10 questions à

Les diplômés 2013 du Centre des Métiers d’Art

 

« Le diplôme du Centre des Métiers d’Art reconnaît un savoir-faire particulier envié ailleurs »

 

Warren Orbeck, Mike Teissier et Matahi Chung Sing sont certifiés par le Centre des Métiers d’Art en sculpture et en gravure. Ils ont fait trois années d’étude pour y parvenir, au terme d’un chemin exigeant, souvent difficile mais aussi riche de découvertes et de satisfactions. Ils ont dû rassembler, conjuguer et résoudre leurs contradictions, faire preuve de créativité en mettant à leur service la qualité des gestes et la technicité. Voici trois questions à ces trois nouveaux certifiés et le mot de la fin au directeur Viri Taimana.

 

Warren Orbeck

 

Peux-tu nous expliquer ton projet de diplôme ?

Le corail a servi de point de départ à la création de toutes mes parures, dans lesquelles j’ai représenté et décliné différentes formes de coraux. J’ai aussi expérimenté un travail sur les liens, en écho à l’œuvre que j’ai réalisée pour l’exposition Manava : la mise en relief du parcours géographique qui a été le mien.

 

Après trois années d’étude au CMA, quel bilan fais-tu ?

C’est une chance que d’apprendre dans ce lieu chargé d’histoire, entouré et encadré par des passionnés. Ce fut une bonne expérience qui m’a permis de me dépasser.

 

Qu’envisages-tu pour la rentrée ?

Je vais monter mon entreprise de création de bijoux et faire les salons.

 

Matahi Chung Shing

 

Peux-tu nous expliquer ton projet de diplôme ?

### CONSIGNES À SUIVRE
1) Dans l'entretien avec les diplômés du Centre des Métiers d'Art, reprenez sous forme de liste le paragraphe qui commence par « Warren Orbeck, Mike Teissier et Matahi Chung Sing sont certifiés » en conservant ses faits principaux.
2) Reprenez l'entretien avec les diplômés du Centre des Métiers d'Art juste après la dernière question posée, en gardant sa forme de questions et réponses.

### DONNÉES FOURNIES
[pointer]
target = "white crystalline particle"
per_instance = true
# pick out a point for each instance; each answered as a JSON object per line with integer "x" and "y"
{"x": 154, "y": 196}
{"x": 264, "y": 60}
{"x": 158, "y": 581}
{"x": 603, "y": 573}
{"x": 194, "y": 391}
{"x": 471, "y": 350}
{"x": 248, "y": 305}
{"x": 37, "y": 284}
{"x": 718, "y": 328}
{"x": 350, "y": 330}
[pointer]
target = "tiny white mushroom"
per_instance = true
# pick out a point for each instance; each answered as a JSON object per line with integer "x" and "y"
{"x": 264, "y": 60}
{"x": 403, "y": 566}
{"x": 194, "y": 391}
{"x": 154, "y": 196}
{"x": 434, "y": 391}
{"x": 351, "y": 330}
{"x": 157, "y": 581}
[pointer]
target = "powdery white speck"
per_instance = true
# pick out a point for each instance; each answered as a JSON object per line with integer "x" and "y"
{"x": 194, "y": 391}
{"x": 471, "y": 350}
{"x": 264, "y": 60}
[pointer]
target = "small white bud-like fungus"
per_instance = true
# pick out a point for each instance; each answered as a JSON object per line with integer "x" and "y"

* * *

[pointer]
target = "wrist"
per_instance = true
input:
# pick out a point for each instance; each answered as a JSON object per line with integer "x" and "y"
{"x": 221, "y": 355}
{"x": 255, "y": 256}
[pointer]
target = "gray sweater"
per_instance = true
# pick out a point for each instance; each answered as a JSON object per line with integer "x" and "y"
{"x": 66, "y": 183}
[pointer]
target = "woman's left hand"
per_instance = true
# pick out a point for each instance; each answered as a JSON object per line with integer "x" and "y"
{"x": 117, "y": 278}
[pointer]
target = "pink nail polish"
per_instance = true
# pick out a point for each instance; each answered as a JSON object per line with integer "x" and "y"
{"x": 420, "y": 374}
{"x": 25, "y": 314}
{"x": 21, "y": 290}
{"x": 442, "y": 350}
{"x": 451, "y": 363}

* * *

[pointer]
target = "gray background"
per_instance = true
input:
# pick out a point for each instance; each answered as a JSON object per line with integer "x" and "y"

### RÉPONSES
1)
- Warren Orbeck, Mike Teissier et Matahi Chung Sing sont certifiés par le Centre des Métiers d'Art en sculpture et en gravure.
- Ils y sont parvenus après trois années d'étude, sur un chemin exigeant et souvent difficile, mais riche de découvertes et de satisfactions.
- Ils ont dû rassembler, conjuguer et résoudre leurs contradictions.
- Ils ont fait preuve de créativité en la servant par la qualité des gestes et la technicité.
- Suivent trois questions à chacun des trois certifiés et le mot de la fin du directeur, Viri Taimana.

2)
Je suis parti sur l’idée de réaliser un ti’i en forme de boule. Je souhaitais adapter la forme des dieux anciens de manière à pouvoir les tenir entre mes mains, afin de remettre en question notre rapport à eux. En approfondissant la démarche, le concept de « boule » est devenu « gros » puis « obèse ». J’ai donc sculpté des ti’i obèses, se prélassant sur des paquets de sucre ou des boites de punu puatoro, pour matérialiser les excès contemporains de l’homme. Mes ti’i sont à l’image des hommes d’aujourd’hui…

 

Après trois années d’étude au CMA, quel bilan fais-tu ?

J’étais venu pour me perfectionner en dessin et pour apprendre la sculpture. Cela m’a apporté beaucoup de connaissances et de technicité. Je ne pensais pas que ce serait aussi difficile mais j’ai le sentiment d’avoir bénéficié d’une véritable formation.

 

Qu’envisages-tu pour la rentrée ?

J’ai trouvé un travail dans la fabrication artisanale de rames, et parallèlement, j’aimerais aller plus loin en art. J’ai des choses à exprimer, à montrer. Finalement, l’enseignement au Centre des Métiers d’Art m’a donné envie d’explorer une voie plus artistique qu’artisanale. Mais il est tout à fait possible d’allier les deux.

 

Mike Teissier

 

Peux-tu nous expliquer ton projet de diplôme ?

Je suis passionné de chants polyphoniques (himene tarava), dans lesquels je puise mon inspiration. Pour leur rendre hommage, je voulais matérialiser une sorte d’éloge de mon district, Papara, et illustrer différents pans de notre histoire comme la bataille de Fe’i pi. Le pétroglyphe de tortue, typique des Îles-Sous-le-Vent, revenait souvent et j’ai finalement décidé de me concentrer sur cet animal, de le décliner à travers différentes sculptures. J’ai sculpté la tortue en relief, en creux, ajourée, je l’ai entrelacée et stylisée pour qu’elle s’adapte aux différents mobiliers que j’ai imaginé : une armoire, une table, des paravents…

 

Après trois années d’étude au CMA, quel bilan fais-tu ?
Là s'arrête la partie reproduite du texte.